### DIRECTIONS FOR THIS TASK:
Turn all of the records below into a numbered list, one line per item, and drop any blank lines.

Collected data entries
——————

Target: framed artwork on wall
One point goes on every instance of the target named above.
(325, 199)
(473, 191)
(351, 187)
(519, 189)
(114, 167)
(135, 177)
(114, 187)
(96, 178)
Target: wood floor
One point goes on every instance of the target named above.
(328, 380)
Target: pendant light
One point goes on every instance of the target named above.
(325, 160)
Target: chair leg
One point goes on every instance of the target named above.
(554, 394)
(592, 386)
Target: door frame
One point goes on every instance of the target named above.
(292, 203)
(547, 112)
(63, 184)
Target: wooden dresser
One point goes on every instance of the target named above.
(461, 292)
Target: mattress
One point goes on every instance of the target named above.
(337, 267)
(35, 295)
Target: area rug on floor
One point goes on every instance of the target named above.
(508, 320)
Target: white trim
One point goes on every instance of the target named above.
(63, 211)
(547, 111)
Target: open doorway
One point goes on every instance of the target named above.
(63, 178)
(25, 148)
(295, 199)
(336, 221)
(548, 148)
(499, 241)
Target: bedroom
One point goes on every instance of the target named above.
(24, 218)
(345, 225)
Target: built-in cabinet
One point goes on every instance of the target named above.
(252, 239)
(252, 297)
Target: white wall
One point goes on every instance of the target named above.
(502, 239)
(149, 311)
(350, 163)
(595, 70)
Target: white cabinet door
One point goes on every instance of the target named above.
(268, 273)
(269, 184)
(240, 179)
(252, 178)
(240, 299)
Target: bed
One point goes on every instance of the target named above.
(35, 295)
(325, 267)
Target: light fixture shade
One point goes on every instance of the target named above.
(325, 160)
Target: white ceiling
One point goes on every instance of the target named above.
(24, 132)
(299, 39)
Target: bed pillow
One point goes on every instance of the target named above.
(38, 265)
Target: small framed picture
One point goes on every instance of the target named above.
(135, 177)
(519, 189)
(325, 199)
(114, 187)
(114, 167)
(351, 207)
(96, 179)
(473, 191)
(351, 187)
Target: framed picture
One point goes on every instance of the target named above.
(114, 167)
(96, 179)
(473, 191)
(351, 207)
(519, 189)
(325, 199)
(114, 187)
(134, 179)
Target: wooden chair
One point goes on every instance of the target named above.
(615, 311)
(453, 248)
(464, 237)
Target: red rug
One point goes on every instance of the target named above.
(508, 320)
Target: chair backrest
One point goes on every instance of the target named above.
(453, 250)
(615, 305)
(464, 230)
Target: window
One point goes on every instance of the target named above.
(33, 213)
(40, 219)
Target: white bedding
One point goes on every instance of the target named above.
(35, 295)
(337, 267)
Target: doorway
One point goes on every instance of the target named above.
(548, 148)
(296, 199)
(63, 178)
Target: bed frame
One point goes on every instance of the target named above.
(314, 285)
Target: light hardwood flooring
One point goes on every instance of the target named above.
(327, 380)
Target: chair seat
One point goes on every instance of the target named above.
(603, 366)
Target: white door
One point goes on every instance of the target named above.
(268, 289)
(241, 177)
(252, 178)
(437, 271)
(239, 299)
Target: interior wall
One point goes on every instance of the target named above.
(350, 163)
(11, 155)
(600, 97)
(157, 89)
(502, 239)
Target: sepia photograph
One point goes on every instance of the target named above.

——————

### TASK RESULT:
1. Target: framed artwork on wall
2. One point goes on every instance of the target named above.
3. (325, 199)
4. (473, 191)
5. (351, 187)
6. (519, 189)
7. (114, 167)
8. (135, 177)
9. (114, 187)
10. (96, 178)
11. Target: wood floor
12. One point goes on every instance of the target named above.
13. (328, 380)
14. Target: pendant light
15. One point goes on every instance of the target named above.
16. (325, 160)
17. Target: chair leg
18. One point goes on every instance of the target named above.
19. (554, 394)
20. (592, 386)
21. Target: door frame
22. One point goes on every instance of the target named above.
23. (292, 203)
24. (547, 112)
25. (63, 184)
26. Target: wooden dresser
27. One point goes on every instance of the target named above.
28. (461, 292)
29. Target: mattress
30. One point goes on every instance of the target named above.
31. (337, 267)
32. (35, 295)
33. Target: area rug on floor
34. One point goes on every instance of the target named above.
35. (508, 320)
36. Target: white trim
37. One point goes on every instance of the target named above.
38. (63, 211)
39. (547, 111)
40. Target: open doorway
41. One point goes on every instance of the target named above.
42. (63, 178)
43. (25, 148)
44. (295, 199)
45. (336, 221)
46. (548, 148)
47. (499, 241)
48. Target: bedroom
49. One point goes on every instance of the target named above.
50. (24, 218)
51. (345, 225)
52. Target: built-in cabinet
53. One point goes on every instance of the target named above.
54. (252, 239)
55. (252, 297)
56. Target: white wall
57. One point goes on every instance of the target named above.
58. (502, 239)
59. (149, 311)
60. (350, 163)
61. (595, 70)
62. Target: white cabinet door
63. One point goes on every instance of the target named above.
64. (268, 273)
65. (269, 184)
66. (240, 179)
67. (252, 178)
68. (240, 299)
69. Target: bed
70. One point goes on every instance of the target named above.
71. (35, 295)
72. (325, 267)
73. Target: light fixture shade
74. One point goes on every instance of the target named above.
75. (325, 160)
76. Target: white ceiling
77. One point goes on every instance of the target named above.
78. (24, 132)
79. (299, 39)
80. Target: bed pillow
81. One point goes on every instance of the target named above.
82. (38, 265)
83. Target: small framed picture
84. One point goes on every instance of the target named above.
85. (135, 177)
86. (519, 189)
87. (325, 199)
88. (114, 187)
89. (114, 167)
90. (351, 207)
91. (96, 179)
92. (473, 191)
93. (351, 187)
94. Target: framed picture
95. One point goes on every instance of the target named above.
96. (114, 167)
97. (96, 179)
98. (473, 191)
99. (351, 207)
100. (519, 189)
101. (325, 199)
102. (114, 187)
103. (134, 179)
104. Target: wooden chair
105. One point goes on every instance of the target named above.
106. (615, 311)
107. (453, 248)
108. (464, 237)
109. Target: red rug
110. One point goes on every instance of the target named above.
111. (508, 320)
112. Target: chair backrest
113. One point goes on every instance of the target named above.
114. (453, 250)
115. (615, 305)
116. (464, 230)
117. Target: window
118. One point goes on every instance of the target named above.
119. (33, 213)
120. (40, 219)
121. Target: white bedding
122. One point goes on every instance of the target named above.
123. (35, 295)
124. (337, 267)
125. Target: doorway
126. One point goes on every instance of the target named above.
127. (548, 148)
128. (296, 199)
129. (63, 178)
130. Target: bed frame
131. One point goes on every instance of the target named above.
132. (314, 285)
133. Target: light hardwood flooring
134. One point goes on every instance of the target named above.
135. (327, 380)
136. Target: chair seat
137. One point goes on every instance of the target named above.
138. (603, 366)
139. Target: white door
140. One point goes on every instance of the target named above.
141. (268, 289)
142. (241, 177)
143. (252, 178)
144. (437, 271)
145. (239, 299)
146. Target: interior wall
147. One point goes on every instance of the target named above.
148. (350, 163)
149. (11, 155)
150. (600, 97)
151. (157, 89)
152. (502, 239)
153. Target: sepia photograph
154. One point goes on every instance of the target named above.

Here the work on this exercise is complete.